* _Texto apresentado_:
:::
Enfermeira chegou a dar dinheiro para criadora de perfil falso, que enviou até flores e alianças para propor casamento.
Desde a primeira vez em que conversou com um rapaz que dizia se chamar Álvaro, a enfermeira Luana*, de 30 anos, se encantou pelo homem. Eles se conheceram em um aplicativo de relacionamentos, no início de janeiro deste ano. Em menos de dois dias, passaram a se considerar namorados, mesmo sem nunca terem se encontrado pessoalmente.
Luana conta que se apaixonou por Álvaro por considerá-lo um homem carinhoso, bonito e bem-sucedido. Ele dizia que era defensor público recém-concursado, que havia nascido no Rio Grande do Sul e tinha se mudado havia poucas semanas para Macapá (AP), onde a mulher mora.
“Eu acreditava em tudo o que ele me dizia. Não procurei informações sobre ele, porque estava muito encantada com as atitudes dele comigo”, relata Luana à BBC News Brasil.
Em uma semana de conversa, ela recebeu flores e declarações de amor por meio do WhatsApp. Em outro momento, a enfermeira emprestou R$ 600 para Álvaro, pois ele disse que precisava do valor com urgência.
Dias depois, ela foi pedida em casamento pelo homem. Mesmo sem nunca tê-lo visto, pois ele costumava usar diferentes desculpas para não encontrá-la, a enfermeira aceitou.
O homem perfeito, aos olhos de Luana, nunca existiu. Álvaro era um fake, expressão utilizada para denominar perfis falsos na internet.
A história acabou na polícia. Uma jovem de 24 anos era a responsável pelo perfil. As investigações apontaram que a suspeita enganou outras dezenas de mulheres de Macapá.
Na internet, é comum encontrar relatos de homens e mulheres que foram enganados por perfis falsos. Algumas histórias viraram casos de polícia. Outras, apenas deixaram marcas na vida de quem se envolveu em um relacionamento com alguém que nunca existiu.
:::
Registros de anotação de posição
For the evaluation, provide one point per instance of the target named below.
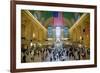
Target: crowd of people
(51, 53)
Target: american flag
(57, 19)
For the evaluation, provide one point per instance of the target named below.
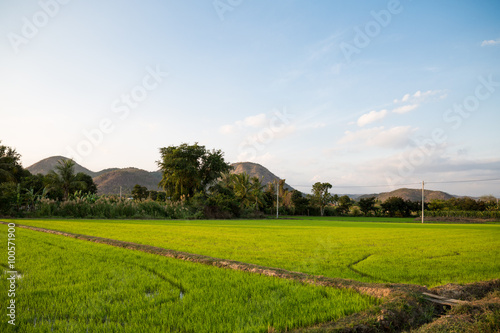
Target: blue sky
(352, 93)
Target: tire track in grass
(373, 289)
(357, 271)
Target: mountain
(111, 181)
(256, 170)
(46, 165)
(411, 194)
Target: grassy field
(429, 254)
(68, 285)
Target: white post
(277, 197)
(423, 201)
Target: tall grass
(428, 254)
(487, 214)
(109, 208)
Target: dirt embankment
(403, 307)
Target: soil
(402, 307)
(456, 219)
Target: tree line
(196, 183)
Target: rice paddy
(69, 285)
(428, 254)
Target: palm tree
(247, 190)
(9, 160)
(64, 177)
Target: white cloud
(371, 117)
(228, 129)
(395, 137)
(490, 42)
(259, 120)
(405, 108)
(420, 96)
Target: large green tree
(367, 205)
(247, 190)
(320, 196)
(188, 169)
(10, 165)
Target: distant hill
(411, 194)
(256, 170)
(46, 165)
(110, 182)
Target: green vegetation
(428, 254)
(197, 184)
(77, 286)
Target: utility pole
(277, 197)
(423, 201)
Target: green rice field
(424, 254)
(69, 285)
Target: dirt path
(402, 306)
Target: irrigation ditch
(472, 307)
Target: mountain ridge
(122, 180)
(116, 180)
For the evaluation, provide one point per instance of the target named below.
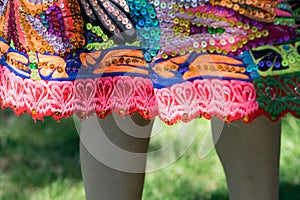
:::
* _Tarefas a realizar_:
a) Reescreva as linhas desde a que contém "Target: irrigation ditch" até a última, substituindo "mountain ridge" por "ridge line" e sem mudar mais nada. Deixe as imagens fora da resposta.
b) Dê sequência à reportagem sobre o perfil falso que enganou mulheres em Macapá, começando logo após o último parágrafo.

* _Respostas por tarefa_:
a)
Target: irrigation ditch
(472, 307)
Target: ridge line
(122, 180)
(116, 180)
For the evaluation, provide one point per instance of the target named below.

b)
A psicóloga Ana Sandra Fernandes explica que há pessoas que se envolvem com perfis virtuais, sem questionar se aquela pessoa realmente existe, por idealizar um relacionamento perfeito. “Vivemos uma cultura muito influenciada por contos de fadas. Isso influencia muitos relacionamentos, porque muitas pessoas procuram viver algo perfeito.”
“Nos relacionamentos reais, você se envolve com pessoas que têm defeitos. Em relações virtuais, as pessoas podem fantasiar uma perfeição, sem transparecer os problemas. Por isso, em muitos casos, a pessoa está tão imersa naquele suposto conto de fadas que não percebe muitas incoerências na história daquele perfil falso. A vítima acaba aceitando que aquilo é real e embarca naquela história”, explica Fernandes.
PEDIDO DE CASAMENTO
Quando Luana baixou o aplicativo de relacionamentos para conhecer algum rapaz, ela estava solteira havia seis meses, após terminar um namoro de dois anos. Anteriormente ao último relacionamento, a enfermeira havia sido casada por cinco anos. “Nunca tinha utilizado nenhum aplicativo assim, mas as minhas amigas insistiram e decidi testar”, diz.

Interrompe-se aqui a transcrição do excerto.